**What is being asked**
Render the part of the entries that opens with their first line and closes with the line containing "For instance, the" as a Markdown table with the columns Row and Line, leaving out any blank lines.

■ ■ ■ ■ ■ ■ ■

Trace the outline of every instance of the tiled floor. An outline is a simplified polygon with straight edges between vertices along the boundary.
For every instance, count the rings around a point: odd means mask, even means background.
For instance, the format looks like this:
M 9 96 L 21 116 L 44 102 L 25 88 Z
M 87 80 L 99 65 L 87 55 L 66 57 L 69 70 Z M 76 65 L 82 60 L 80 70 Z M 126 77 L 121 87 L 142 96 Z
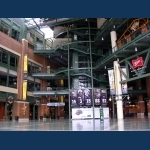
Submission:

■ ■ ■ ■ ■ ■ ■

**Problem solution**
| Row | Line |
|---|---|
| 1 | Trace the outline of every instance of the tiled floor. An outline is a simplified polygon with straight edges between vertices along the boundary. |
| 2 | For every instance, count the rings around a point: odd means mask, even means background. |
| 3 | For instance, the format looks like this: |